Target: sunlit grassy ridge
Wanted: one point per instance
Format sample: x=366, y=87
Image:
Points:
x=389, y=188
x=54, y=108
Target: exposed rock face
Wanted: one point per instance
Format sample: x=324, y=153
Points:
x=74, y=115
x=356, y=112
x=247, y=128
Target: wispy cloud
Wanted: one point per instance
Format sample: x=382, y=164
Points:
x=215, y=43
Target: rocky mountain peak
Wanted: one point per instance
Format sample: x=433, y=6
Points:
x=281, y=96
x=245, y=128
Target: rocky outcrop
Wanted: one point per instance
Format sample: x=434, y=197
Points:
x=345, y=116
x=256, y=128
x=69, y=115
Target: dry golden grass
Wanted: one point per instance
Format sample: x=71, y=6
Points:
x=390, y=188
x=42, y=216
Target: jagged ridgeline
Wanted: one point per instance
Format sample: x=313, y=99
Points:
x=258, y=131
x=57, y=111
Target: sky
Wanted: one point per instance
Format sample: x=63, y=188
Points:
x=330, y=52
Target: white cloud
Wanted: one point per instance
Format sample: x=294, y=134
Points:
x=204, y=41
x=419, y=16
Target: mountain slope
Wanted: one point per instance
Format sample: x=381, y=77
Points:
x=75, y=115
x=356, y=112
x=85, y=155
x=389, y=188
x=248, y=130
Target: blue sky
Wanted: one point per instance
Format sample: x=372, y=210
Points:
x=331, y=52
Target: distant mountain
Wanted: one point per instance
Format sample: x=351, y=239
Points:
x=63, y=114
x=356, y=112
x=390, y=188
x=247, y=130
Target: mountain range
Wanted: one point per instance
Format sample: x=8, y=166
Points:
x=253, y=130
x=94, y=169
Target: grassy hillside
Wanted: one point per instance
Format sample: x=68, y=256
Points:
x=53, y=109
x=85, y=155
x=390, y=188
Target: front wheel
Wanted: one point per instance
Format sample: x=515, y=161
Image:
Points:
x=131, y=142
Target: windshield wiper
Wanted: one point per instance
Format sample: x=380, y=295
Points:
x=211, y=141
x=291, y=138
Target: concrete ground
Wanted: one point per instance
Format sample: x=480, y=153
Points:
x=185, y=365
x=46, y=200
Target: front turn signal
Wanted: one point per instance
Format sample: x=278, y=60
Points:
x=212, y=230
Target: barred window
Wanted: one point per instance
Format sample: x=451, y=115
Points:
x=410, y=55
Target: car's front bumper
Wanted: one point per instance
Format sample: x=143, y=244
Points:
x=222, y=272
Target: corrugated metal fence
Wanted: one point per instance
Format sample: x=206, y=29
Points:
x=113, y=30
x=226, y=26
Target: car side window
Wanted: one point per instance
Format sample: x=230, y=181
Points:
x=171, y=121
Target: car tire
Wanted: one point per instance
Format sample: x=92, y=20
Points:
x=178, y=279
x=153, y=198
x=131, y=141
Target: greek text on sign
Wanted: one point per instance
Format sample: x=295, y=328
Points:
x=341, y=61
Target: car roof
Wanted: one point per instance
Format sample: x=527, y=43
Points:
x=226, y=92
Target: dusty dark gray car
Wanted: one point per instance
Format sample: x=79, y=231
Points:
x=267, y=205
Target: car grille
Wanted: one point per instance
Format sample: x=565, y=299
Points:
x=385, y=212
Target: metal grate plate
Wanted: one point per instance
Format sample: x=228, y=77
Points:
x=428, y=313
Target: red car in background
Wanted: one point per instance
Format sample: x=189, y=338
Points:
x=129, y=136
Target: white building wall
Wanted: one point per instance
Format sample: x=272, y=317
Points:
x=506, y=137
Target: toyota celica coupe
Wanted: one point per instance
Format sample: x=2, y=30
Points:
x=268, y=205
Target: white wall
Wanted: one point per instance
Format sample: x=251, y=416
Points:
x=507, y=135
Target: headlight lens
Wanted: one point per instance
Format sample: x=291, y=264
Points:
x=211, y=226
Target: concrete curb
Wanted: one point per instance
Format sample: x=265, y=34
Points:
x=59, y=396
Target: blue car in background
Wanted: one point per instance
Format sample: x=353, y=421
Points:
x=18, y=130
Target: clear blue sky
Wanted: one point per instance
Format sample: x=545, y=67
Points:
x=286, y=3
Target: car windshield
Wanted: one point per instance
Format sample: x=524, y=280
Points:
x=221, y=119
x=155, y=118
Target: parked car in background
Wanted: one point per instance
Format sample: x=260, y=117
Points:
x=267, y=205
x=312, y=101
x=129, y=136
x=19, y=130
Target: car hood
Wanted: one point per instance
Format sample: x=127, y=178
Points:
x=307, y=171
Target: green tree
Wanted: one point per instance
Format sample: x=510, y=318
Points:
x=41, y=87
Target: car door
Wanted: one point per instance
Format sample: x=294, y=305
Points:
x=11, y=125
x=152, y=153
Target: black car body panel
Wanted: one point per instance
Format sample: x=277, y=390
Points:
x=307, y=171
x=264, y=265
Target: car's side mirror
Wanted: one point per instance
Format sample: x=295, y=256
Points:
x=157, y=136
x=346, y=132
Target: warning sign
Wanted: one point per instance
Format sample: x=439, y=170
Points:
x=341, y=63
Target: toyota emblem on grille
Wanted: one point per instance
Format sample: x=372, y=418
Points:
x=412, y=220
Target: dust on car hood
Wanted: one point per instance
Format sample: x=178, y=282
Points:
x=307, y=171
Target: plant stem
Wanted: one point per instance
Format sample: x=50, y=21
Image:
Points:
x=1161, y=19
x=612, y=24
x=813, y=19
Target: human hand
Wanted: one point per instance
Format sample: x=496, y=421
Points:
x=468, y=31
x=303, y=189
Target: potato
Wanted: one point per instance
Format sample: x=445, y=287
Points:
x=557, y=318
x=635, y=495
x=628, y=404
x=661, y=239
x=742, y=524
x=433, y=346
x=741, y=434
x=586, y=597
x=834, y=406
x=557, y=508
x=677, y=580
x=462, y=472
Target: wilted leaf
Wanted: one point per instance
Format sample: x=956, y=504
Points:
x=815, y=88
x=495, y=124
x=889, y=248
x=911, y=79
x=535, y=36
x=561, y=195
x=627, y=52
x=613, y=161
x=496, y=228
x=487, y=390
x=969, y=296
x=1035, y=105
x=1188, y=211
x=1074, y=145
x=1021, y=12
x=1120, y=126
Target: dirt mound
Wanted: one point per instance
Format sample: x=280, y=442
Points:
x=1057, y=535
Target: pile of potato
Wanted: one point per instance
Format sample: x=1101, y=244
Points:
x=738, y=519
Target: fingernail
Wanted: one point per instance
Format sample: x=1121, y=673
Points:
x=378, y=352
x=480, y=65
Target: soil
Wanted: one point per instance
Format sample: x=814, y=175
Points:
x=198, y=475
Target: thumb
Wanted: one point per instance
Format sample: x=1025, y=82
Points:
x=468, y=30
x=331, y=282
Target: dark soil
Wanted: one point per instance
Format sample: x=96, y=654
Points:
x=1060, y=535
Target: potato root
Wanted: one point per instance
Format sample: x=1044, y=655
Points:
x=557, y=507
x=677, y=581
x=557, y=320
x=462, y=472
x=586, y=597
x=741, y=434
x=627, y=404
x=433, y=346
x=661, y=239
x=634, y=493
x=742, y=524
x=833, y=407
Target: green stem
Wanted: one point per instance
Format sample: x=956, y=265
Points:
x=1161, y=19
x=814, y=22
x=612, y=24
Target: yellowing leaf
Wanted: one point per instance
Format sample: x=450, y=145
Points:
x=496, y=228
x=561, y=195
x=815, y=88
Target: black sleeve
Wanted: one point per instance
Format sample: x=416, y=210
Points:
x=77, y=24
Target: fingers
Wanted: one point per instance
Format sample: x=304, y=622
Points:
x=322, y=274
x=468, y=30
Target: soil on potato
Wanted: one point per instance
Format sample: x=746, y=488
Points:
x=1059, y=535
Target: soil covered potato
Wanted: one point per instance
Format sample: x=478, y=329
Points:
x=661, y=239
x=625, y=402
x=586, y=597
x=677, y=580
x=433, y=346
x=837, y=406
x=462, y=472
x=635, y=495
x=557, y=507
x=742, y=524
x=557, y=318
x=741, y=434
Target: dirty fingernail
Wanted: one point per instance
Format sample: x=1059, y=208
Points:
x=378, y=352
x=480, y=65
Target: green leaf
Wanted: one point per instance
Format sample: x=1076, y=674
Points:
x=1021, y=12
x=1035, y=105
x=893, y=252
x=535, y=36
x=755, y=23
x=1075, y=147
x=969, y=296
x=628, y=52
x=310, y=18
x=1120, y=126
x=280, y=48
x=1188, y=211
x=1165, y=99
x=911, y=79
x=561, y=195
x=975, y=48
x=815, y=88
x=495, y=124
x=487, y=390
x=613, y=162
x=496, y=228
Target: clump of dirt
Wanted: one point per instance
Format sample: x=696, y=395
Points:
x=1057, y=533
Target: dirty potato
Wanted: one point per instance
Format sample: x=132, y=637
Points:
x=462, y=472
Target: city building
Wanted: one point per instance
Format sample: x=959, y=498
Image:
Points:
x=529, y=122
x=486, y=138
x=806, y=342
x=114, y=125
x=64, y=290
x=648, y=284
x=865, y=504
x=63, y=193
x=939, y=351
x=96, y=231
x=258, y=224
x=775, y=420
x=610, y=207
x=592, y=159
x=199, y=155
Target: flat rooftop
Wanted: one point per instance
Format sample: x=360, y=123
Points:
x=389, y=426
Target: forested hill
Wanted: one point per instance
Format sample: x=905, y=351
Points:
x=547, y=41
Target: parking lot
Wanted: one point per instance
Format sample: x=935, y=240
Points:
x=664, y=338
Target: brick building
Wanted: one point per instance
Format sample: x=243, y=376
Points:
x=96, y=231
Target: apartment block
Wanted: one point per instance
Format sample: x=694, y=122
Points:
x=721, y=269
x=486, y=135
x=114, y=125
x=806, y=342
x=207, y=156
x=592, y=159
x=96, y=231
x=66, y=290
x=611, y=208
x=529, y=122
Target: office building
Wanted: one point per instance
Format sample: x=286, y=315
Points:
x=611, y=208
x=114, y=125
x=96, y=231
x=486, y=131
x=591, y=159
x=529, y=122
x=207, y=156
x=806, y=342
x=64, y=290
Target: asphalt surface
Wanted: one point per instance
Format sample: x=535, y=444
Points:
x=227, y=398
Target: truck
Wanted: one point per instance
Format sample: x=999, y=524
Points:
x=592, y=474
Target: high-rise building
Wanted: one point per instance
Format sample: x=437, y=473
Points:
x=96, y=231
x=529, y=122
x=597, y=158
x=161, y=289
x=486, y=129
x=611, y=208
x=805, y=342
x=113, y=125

###

Requirement:
Figure out how many lines of the listing above include "dark"; the answer is that number alone.

Written answer:
2